EXTRACTED TEXT Block Start

Local & Edge AI
Running models on-device for privacy, speed, or cost. When it makes sense and when it doesn't.
Cloud APIs are convenient, but local inference offers unique advantages: data never leaves your device, no network latency, no per-token fees after hardware, works offline, and no dependence on a provider's pricing or strategic decisions.
The practical stack
Ollama is the easiest way to start. Install it, run ollama run llama3.1, and you have a local model with an OpenAI-compatible API. Point your existing code at localhost:11434 instead of the cloud, and most things just work.
For production serving, vLLM handles batching, caching, and concurrent requests efficiently. For maximum performance on consumer hardware, llama.cpp squeezes the most out of available resources.
Model selection for local
| Model | Sizes | Strengths |
|---|---|---|
| Llama 3.1 | 8B, 70B, 405B | Best overall open model |
| Qwen 2.5 | 7B–72B | Multilingual, strong at code |
| Mistral/Mixtral | 7B, 8x7B | Fast, efficient |
| Phi-3 | 3.8B, 14B | Tiny but surprisingly capable |
Quantization: fitting big models on small hardware
Quantization reduces the precision of model weights, dramatically cutting memory requirements with minimal quality loss:
- Q8: ~99% quality, half the memory of full precision
- Q5: ~97% quality, about 60% of full precision memory
- Q4: ~95% quality, half of full precision memory. This is the sweet spot for most local deployments.

EXTRACTED TEXT Block End

* EXERCISE GOAL: Continue the guide on local and edge AI from the point where it stops, picking up after its last sentence.

RAW DATA Block Start

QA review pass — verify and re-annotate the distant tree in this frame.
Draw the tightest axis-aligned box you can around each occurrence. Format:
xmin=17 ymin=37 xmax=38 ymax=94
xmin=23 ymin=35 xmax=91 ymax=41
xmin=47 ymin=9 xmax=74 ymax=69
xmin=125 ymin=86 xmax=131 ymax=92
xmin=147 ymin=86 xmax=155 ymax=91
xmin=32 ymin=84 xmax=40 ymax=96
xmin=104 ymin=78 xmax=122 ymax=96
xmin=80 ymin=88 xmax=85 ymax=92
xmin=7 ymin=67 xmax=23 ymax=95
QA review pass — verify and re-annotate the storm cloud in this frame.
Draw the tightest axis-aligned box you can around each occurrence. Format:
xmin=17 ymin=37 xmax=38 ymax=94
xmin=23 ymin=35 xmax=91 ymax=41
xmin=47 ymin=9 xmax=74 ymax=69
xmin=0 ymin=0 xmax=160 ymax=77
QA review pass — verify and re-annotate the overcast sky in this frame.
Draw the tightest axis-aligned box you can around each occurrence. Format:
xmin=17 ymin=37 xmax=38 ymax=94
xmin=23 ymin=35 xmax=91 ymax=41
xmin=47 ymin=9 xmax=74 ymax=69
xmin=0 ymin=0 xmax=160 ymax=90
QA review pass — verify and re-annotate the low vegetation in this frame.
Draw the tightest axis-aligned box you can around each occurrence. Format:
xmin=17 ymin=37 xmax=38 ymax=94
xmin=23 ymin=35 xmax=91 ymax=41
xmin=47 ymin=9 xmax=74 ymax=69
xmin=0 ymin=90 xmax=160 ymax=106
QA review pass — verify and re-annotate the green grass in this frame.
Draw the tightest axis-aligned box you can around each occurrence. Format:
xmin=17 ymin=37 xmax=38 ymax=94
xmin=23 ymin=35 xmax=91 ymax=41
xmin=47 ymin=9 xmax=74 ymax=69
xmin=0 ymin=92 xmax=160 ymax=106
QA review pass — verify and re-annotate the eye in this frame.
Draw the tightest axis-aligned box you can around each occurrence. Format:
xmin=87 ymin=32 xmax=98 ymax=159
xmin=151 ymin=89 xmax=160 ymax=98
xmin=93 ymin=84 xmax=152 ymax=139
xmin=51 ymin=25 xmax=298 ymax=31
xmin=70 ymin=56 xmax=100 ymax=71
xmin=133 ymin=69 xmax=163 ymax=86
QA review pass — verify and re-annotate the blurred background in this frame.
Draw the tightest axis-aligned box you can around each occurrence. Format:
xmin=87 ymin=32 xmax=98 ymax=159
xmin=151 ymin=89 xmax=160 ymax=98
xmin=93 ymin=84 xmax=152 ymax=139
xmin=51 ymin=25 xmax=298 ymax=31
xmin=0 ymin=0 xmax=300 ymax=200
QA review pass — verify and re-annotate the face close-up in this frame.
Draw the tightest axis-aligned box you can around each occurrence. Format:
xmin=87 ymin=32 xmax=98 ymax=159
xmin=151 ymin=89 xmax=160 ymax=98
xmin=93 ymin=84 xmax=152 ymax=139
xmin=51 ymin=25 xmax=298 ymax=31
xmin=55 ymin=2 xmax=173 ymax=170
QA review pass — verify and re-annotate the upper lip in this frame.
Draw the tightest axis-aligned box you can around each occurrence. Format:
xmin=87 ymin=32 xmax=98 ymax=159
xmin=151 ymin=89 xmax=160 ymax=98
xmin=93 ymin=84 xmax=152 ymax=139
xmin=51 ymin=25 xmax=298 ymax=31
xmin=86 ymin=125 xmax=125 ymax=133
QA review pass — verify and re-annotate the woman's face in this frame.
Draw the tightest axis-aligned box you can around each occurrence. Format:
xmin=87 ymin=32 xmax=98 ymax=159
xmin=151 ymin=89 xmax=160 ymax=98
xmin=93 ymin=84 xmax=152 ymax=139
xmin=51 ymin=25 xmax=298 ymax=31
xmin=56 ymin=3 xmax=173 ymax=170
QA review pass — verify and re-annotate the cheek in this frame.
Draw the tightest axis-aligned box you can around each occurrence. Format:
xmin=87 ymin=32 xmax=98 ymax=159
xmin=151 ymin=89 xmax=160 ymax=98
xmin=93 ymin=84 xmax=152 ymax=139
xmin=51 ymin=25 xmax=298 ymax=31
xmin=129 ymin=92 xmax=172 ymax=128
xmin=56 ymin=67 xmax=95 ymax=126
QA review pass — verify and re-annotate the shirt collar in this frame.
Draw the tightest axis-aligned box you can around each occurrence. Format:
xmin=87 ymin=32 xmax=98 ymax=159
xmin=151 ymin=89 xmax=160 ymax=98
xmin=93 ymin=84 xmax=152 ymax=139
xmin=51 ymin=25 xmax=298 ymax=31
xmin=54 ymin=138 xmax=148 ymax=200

RAW DATA Block End

* OUTPUT OF THE EXERCISE:
A 7B model at Q4 fits in 4–6 GB of VRAM. That runs on an M1 MacBook or an RTX 3060. A 70B model at Q4 needs 40+ GB, which means an M2 Ultra or two high-end GPUs.
Hybrid architecture
The most practical approach: use local models for simple, high-volume tasks (classification, summarization, embedding) and cloud models for complex reasoning where quality matters most. Since most local servers expose OpenAI-compatible APIs, switching between local and cloud is often just changing the base URL and model name.
When local makes sense
- Privacy requirements. Healthcare, finance, legal. Data that cannot leave the premises.
- High volume. At 10M+ tokens per day, local breaks even on hardware costs within a year.
- Offline use. Field workers, aircraft, anywhere without reliable internet.
- Predictable costs. No surprise API bills. Hardware is a fixed cost.